- **Raw records**

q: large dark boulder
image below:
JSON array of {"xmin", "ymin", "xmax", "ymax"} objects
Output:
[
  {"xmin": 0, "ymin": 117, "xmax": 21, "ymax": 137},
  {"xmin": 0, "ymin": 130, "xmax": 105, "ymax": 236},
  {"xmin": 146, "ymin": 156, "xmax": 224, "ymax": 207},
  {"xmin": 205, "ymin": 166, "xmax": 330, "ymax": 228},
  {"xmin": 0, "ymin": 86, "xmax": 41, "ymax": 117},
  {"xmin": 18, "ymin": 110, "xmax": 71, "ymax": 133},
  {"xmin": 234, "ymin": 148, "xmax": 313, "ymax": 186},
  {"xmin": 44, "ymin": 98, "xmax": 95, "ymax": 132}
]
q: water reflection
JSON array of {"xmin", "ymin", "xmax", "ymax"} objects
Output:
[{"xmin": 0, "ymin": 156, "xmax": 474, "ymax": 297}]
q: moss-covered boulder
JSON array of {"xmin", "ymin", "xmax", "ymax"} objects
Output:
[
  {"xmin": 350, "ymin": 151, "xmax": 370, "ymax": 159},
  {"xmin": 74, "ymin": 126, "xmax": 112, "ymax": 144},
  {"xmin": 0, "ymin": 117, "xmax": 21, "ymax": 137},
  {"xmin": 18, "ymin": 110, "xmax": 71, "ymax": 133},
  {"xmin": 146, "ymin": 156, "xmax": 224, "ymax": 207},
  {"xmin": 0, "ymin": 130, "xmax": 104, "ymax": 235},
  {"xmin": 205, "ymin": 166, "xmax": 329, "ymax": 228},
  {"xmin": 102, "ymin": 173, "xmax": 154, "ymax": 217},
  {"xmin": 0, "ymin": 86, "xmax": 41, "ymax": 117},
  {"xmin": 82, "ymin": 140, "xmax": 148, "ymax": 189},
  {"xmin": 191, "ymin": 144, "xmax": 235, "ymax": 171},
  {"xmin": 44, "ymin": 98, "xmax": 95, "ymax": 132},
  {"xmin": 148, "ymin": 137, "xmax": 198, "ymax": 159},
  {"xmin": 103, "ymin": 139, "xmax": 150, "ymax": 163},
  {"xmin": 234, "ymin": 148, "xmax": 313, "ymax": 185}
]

- **Task**
Print every one of the records above line for line, changing nothing.

- **Finished exercise**
q: large dark boulder
image below:
JSON array of {"xmin", "ymin", "xmax", "ymax"} objects
Output:
[
  {"xmin": 0, "ymin": 117, "xmax": 21, "ymax": 137},
  {"xmin": 0, "ymin": 130, "xmax": 105, "ymax": 236},
  {"xmin": 146, "ymin": 156, "xmax": 224, "ymax": 207},
  {"xmin": 205, "ymin": 166, "xmax": 330, "ymax": 228},
  {"xmin": 0, "ymin": 86, "xmax": 41, "ymax": 117},
  {"xmin": 18, "ymin": 110, "xmax": 71, "ymax": 133},
  {"xmin": 234, "ymin": 148, "xmax": 313, "ymax": 186},
  {"xmin": 44, "ymin": 98, "xmax": 95, "ymax": 132}
]
q: water reflection
JSON array of {"xmin", "ymin", "xmax", "ymax"} objects
Output:
[{"xmin": 0, "ymin": 156, "xmax": 474, "ymax": 297}]
q: moss-covered boulder
JSON array of {"xmin", "ymin", "xmax", "ymax"} objects
Output:
[
  {"xmin": 350, "ymin": 151, "xmax": 370, "ymax": 159},
  {"xmin": 74, "ymin": 126, "xmax": 112, "ymax": 144},
  {"xmin": 0, "ymin": 117, "xmax": 21, "ymax": 137},
  {"xmin": 18, "ymin": 110, "xmax": 71, "ymax": 133},
  {"xmin": 146, "ymin": 156, "xmax": 224, "ymax": 207},
  {"xmin": 0, "ymin": 130, "xmax": 104, "ymax": 235},
  {"xmin": 205, "ymin": 166, "xmax": 329, "ymax": 228},
  {"xmin": 102, "ymin": 173, "xmax": 154, "ymax": 217},
  {"xmin": 0, "ymin": 86, "xmax": 41, "ymax": 117},
  {"xmin": 82, "ymin": 140, "xmax": 148, "ymax": 189},
  {"xmin": 191, "ymin": 144, "xmax": 235, "ymax": 171},
  {"xmin": 44, "ymin": 98, "xmax": 95, "ymax": 132},
  {"xmin": 148, "ymin": 137, "xmax": 198, "ymax": 159},
  {"xmin": 103, "ymin": 139, "xmax": 150, "ymax": 163},
  {"xmin": 234, "ymin": 148, "xmax": 313, "ymax": 185}
]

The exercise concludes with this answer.